= Beginning of Section =

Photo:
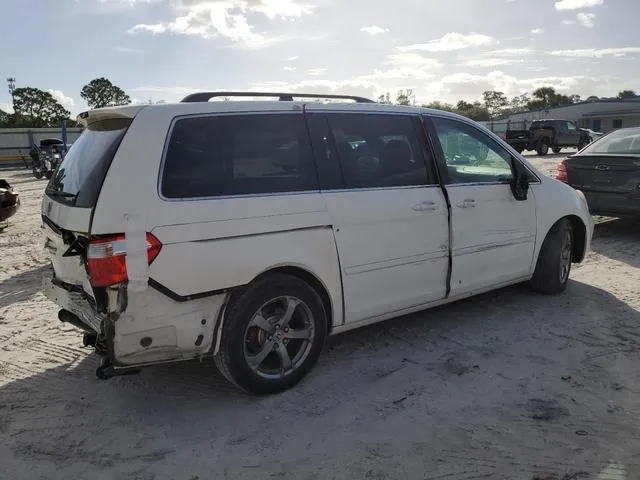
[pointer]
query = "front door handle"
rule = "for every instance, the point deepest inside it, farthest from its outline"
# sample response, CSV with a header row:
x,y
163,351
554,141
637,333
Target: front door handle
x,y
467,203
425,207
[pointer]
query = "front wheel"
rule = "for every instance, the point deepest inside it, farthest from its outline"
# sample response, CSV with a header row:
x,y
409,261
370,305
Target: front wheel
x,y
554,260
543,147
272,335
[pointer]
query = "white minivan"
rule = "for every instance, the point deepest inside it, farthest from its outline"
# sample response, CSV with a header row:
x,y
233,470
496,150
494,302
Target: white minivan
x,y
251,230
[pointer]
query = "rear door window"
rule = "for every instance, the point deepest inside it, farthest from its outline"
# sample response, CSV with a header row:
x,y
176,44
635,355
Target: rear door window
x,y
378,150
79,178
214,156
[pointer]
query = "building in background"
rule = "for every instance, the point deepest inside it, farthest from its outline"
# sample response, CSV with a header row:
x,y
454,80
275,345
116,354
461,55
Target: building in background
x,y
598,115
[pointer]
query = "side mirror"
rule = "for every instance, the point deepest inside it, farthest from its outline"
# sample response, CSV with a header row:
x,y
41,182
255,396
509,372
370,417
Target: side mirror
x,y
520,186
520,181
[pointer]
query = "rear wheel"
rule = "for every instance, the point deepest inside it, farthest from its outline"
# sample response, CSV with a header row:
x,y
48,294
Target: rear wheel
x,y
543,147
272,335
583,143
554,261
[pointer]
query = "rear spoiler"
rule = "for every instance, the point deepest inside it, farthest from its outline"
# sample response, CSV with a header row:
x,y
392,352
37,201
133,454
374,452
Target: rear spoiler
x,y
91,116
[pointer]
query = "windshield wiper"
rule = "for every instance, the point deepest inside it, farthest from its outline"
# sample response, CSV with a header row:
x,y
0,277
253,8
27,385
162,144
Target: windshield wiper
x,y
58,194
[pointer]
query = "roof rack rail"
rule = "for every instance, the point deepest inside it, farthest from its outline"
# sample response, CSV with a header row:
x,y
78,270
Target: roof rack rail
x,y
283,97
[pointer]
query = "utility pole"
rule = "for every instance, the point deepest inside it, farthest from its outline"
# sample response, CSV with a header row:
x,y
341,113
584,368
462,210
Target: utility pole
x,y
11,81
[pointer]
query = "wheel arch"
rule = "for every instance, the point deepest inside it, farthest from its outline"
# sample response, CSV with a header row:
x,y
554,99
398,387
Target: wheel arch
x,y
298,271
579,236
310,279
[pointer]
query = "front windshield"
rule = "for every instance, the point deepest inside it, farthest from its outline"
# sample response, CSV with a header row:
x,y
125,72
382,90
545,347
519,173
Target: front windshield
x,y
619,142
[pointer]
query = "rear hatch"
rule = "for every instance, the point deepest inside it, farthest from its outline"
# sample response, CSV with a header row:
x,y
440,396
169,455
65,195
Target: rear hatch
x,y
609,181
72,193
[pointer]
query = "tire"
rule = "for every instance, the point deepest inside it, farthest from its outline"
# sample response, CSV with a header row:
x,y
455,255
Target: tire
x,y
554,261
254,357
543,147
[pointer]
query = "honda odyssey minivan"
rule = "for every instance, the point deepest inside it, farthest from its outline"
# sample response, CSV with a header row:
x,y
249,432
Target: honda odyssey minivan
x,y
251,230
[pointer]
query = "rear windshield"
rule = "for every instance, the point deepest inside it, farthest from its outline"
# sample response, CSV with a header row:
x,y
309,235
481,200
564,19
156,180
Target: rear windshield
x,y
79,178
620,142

= End of Section =
= Beginning of Section =

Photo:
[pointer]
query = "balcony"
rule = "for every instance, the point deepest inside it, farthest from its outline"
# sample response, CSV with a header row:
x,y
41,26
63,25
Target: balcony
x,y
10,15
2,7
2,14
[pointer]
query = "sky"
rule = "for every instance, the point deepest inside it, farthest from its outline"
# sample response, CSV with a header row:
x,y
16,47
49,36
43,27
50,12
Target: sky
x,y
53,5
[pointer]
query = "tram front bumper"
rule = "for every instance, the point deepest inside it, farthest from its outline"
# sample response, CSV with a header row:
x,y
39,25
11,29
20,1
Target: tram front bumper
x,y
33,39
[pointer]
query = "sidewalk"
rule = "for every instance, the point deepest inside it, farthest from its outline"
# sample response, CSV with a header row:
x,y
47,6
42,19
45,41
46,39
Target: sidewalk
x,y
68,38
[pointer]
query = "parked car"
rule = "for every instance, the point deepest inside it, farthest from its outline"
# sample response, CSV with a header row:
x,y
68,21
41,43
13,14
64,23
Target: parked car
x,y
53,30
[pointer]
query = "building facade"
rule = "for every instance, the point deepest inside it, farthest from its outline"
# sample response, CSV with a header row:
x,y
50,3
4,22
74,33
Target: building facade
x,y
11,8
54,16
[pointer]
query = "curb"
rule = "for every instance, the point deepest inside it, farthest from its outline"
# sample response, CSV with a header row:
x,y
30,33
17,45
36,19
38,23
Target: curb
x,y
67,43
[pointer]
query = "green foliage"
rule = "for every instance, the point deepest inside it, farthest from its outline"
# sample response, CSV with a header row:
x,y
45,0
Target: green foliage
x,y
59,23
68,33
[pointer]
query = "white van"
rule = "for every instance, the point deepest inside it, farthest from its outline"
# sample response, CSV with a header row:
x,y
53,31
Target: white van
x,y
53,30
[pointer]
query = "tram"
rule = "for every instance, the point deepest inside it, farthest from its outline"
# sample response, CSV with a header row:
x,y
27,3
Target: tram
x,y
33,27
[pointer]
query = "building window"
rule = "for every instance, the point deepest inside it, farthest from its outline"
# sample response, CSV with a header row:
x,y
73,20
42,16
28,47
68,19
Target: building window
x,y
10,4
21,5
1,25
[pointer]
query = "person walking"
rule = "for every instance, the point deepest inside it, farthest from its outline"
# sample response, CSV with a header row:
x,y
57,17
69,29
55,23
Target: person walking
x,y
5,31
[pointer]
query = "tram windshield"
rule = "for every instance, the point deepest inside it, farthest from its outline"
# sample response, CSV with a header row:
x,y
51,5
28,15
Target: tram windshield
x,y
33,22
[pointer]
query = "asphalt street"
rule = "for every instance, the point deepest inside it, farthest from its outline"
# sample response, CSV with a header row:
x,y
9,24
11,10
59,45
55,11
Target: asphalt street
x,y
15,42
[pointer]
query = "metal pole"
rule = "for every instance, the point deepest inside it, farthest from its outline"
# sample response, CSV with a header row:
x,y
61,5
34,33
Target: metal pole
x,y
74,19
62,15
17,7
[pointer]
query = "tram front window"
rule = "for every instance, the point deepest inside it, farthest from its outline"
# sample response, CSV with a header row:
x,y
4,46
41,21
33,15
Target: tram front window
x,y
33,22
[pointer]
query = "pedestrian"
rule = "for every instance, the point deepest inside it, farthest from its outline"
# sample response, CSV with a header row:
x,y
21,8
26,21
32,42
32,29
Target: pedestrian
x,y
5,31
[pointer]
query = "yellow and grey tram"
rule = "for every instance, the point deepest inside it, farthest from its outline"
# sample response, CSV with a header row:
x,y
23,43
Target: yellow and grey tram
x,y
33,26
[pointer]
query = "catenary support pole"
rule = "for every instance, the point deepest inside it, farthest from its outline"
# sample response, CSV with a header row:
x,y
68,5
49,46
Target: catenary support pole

= End of Section =
= Beginning of Section =

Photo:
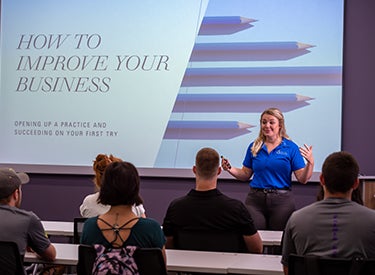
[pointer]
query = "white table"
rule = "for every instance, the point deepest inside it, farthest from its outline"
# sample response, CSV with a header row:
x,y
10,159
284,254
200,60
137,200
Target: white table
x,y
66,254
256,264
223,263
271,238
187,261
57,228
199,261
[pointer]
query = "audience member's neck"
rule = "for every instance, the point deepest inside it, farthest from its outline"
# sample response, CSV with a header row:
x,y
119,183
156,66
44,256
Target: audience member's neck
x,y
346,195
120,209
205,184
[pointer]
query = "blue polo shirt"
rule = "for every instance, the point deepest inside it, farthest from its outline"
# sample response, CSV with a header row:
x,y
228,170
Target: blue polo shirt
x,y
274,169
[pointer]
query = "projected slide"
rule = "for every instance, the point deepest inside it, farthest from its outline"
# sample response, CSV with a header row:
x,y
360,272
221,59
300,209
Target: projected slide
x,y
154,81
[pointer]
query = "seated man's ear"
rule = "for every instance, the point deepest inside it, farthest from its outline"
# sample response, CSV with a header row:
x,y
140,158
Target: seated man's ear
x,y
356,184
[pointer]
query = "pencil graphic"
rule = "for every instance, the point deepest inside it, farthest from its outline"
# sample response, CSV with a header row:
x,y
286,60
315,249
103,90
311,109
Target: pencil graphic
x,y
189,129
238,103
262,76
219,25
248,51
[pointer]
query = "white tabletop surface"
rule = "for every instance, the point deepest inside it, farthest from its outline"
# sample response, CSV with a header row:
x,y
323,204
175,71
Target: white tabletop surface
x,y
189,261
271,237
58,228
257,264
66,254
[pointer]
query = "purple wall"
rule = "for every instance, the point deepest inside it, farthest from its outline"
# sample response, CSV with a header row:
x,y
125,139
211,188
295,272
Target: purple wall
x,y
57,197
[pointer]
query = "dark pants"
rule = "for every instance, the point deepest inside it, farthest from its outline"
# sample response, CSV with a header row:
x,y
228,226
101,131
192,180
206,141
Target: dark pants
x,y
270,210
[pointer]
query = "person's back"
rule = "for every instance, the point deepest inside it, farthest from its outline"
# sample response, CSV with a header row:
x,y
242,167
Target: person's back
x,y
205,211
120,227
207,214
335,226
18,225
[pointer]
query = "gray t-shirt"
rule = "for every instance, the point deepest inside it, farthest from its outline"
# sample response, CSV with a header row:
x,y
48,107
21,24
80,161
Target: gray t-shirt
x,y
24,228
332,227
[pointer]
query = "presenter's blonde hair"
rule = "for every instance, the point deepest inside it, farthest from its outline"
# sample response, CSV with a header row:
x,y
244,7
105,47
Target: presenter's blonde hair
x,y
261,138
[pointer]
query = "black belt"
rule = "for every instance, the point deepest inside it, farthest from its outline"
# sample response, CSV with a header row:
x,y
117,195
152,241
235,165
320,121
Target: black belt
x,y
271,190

= End of Section =

Find the lines that mention "catenary" in the entries and show them.

**EXERCISE SOLUTION**.
query = "catenary support pole"
Target: catenary support pole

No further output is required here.